Leave out the pictures and print the rest of the entries exactly as they stand.

Items from a data source:
═══

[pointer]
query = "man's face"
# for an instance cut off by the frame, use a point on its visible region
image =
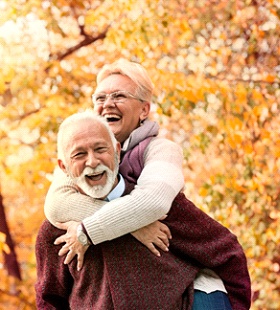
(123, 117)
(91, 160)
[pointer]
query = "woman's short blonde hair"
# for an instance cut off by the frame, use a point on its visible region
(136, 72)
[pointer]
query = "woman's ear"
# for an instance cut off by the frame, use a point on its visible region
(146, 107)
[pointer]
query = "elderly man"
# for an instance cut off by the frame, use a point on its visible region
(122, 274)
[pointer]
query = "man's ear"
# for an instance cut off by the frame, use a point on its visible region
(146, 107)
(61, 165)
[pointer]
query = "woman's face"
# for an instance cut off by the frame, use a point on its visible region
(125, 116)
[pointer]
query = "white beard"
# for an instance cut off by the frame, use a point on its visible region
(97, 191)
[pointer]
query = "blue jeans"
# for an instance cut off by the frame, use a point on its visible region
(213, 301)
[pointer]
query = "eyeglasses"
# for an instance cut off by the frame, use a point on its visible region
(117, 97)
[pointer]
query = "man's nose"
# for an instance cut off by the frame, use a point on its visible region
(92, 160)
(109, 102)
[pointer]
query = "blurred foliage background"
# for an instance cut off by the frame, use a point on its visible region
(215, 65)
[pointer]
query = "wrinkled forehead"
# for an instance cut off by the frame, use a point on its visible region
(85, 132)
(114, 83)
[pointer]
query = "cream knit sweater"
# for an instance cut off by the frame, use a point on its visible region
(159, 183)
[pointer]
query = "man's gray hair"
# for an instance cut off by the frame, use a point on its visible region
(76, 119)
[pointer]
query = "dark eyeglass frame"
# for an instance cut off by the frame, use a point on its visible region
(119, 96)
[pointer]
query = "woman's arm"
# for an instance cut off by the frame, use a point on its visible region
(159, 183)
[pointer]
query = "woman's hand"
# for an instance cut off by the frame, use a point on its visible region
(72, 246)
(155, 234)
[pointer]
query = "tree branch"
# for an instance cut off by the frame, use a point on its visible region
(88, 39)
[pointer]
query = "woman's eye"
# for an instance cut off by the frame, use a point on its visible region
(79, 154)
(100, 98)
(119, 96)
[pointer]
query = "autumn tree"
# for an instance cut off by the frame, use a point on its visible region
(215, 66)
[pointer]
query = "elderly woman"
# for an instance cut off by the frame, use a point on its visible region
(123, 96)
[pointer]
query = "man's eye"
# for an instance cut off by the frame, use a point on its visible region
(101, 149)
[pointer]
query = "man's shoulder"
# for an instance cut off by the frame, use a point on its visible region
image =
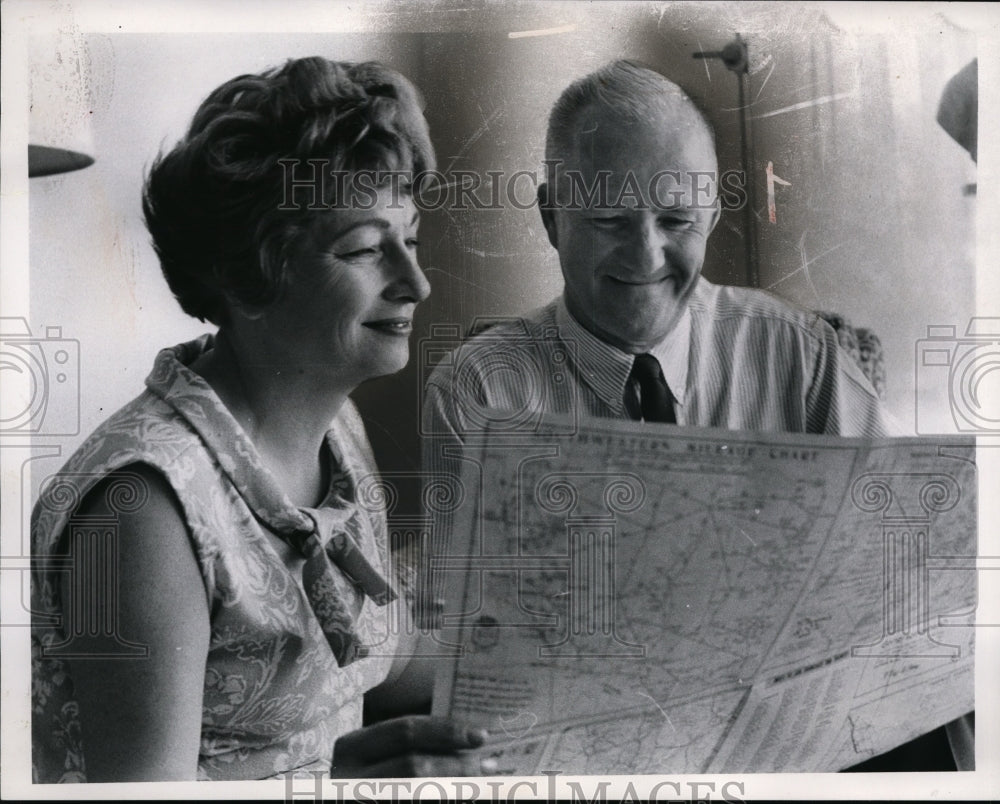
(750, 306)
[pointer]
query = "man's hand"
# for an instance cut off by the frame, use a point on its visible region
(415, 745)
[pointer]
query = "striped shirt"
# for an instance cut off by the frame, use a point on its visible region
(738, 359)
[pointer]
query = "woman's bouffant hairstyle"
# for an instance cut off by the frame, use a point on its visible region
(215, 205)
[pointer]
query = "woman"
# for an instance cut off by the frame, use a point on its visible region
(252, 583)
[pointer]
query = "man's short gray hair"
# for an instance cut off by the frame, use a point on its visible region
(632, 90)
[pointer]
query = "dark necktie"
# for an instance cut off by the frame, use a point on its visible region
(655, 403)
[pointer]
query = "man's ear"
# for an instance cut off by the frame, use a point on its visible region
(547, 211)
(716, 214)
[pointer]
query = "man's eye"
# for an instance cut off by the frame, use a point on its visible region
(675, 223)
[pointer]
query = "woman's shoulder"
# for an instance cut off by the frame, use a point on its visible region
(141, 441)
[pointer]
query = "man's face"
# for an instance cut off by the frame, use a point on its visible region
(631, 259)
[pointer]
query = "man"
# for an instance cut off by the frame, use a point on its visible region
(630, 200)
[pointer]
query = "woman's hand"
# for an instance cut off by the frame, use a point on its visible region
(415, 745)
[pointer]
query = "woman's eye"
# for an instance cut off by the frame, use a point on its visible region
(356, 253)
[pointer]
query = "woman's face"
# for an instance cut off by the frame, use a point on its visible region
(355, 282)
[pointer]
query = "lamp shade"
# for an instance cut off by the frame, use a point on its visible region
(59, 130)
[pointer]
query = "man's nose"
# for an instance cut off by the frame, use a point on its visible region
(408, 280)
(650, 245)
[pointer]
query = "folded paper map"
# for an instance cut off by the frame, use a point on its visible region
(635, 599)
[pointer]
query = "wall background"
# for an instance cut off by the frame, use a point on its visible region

═══

> Task response
[pointer]
query = "man's face"
# for an instance cut off by the frame, use a point on its visible region
image =
(123, 117)
(91, 160)
[pointer]
query = "woman's short blonde hair"
# for an instance cut off by the frame, use a point on its visible region
(136, 72)
[pointer]
query = "woman's ear"
# for an instance cut off by the frame, use a point on its visible region
(146, 107)
[pointer]
query = "elderly man"
# for an instance cut off by the frame, use a point on its visible region
(122, 274)
[pointer]
query = "man's ear"
# for an instance cut off by the frame, use a point on its visible region
(146, 107)
(61, 165)
[pointer]
query = "woman's face"
# for an instance cut off by the frame, use a point on its visible region
(125, 116)
[pointer]
query = "white beard"
# for an instance cut off by the frame, use a point on its visible region
(97, 191)
[pointer]
query = "blue jeans"
# for an instance cut off by the frame, use a point on its visible region
(213, 301)
[pointer]
query = "eyeglasses"
# for an instance cut off by the frame, use a point on its visible region
(117, 97)
[pointer]
query = "man's nose"
# for an instance cut off by the frame, use a point on its visible region
(92, 160)
(109, 102)
[pointer]
query = "blurred foliage background"
# for an instance cut off by the frame, use a point on its visible region
(215, 65)
[pointer]
query = "wrinkled forehead"
# for an instance cut off by the frame, use a point on its visible region
(85, 132)
(114, 83)
[pointer]
query = "cream knit sweater"
# for an instance cut off by the frame, use a point on its visible region
(159, 183)
[pointer]
query = "man's gray hair"
# for an instance cut off by the frame, use a point on its visible region
(76, 119)
[pointer]
query = "dark eyeglass frame"
# for an instance cut off by the frame, use a point on its visible region
(119, 96)
[pointer]
query = "woman's arm"
# for an instance cut off by the frame, use a point on its visible region
(159, 183)
[pointer]
query = "woman's hand"
# for an instance cut off by the frame, use a point on its visible region
(72, 246)
(155, 234)
[pointer]
query = "tree branch"
# for an instance cut off by the frame, use a point on its visible region
(88, 39)
[pointer]
query = "woman's eye"
# for an instance cut off by the frame, use a point on its visible region
(79, 154)
(100, 98)
(119, 96)
[pointer]
query = "autumn tree"
# for an instance cut off by the frame, use a point on its visible region
(215, 66)
[pointer]
query = "elderly woman"
# for an instance cut off by the frame, use a point on its visible region
(123, 96)
[pointer]
query = "man's eye"
# for an instance cut off by the frame, use a point on its visible region
(101, 149)
[pointer]
query = "man's shoulder"
# for an instance cut off by the frame, use a point on its visible region
image =
(750, 306)
[pointer]
query = "man's hand"
# for an instance cut off by the frame, use a point on its visible region
(415, 745)
[pointer]
query = "striped shirt"
# for an instance cut off by the frame, use a point on its visible region
(738, 359)
[pointer]
query = "woman's bouffant hairstyle"
# for an instance cut off by the frame, use a point on its visible region
(215, 205)
[pointer]
query = "woman"
# for an instance cut off by the frame, use a point on its visible region
(252, 583)
[pointer]
query = "man's short gray hair"
# for an instance cut off by the frame, use a point on its visible region
(632, 90)
[pointer]
query = "dark necktie"
# for an instance cut off by the frame, use a point on its visible region
(655, 403)
[pointer]
query = "man's ear"
# for an instance cut off by the frame, use a point on its visible region
(547, 211)
(716, 214)
[pointer]
query = "man's eye"
# for an instance cut off by the frame, use a point on its visible region
(675, 223)
[pointer]
query = "woman's shoulder"
# for an instance cut off by the frame, use a point on its visible region
(141, 441)
[pointer]
query = "man's face"
# for an instance cut off by the frame, use a point on its visible region
(631, 259)
[pointer]
query = "man"
# for an instance cut off by the frame, use a point on its visible region
(630, 200)
[pointer]
query = "woman's hand"
# for an instance cut off by the frame, use a point on its visible region
(415, 745)
[pointer]
query = "woman's eye"
# for an instance cut off by the frame, use a point on its visible region
(356, 253)
[pointer]
query = "woman's face"
# for an instance cut off by the frame, use a point on its visible region
(355, 282)
[pointer]
query = "lamp shade"
# for an instance cut off by the frame, use a point on its visible region
(59, 130)
[pointer]
query = "man's nose"
# for an instance cut off by the frame, use a point on its visible region
(408, 280)
(650, 245)
[pointer]
query = "folded paper map"
# for an instance cut off by the frame, use a point on its visible region
(635, 599)
[pointer]
query = "wall background"
# for an instance cut off by the frame, use a point on its visible region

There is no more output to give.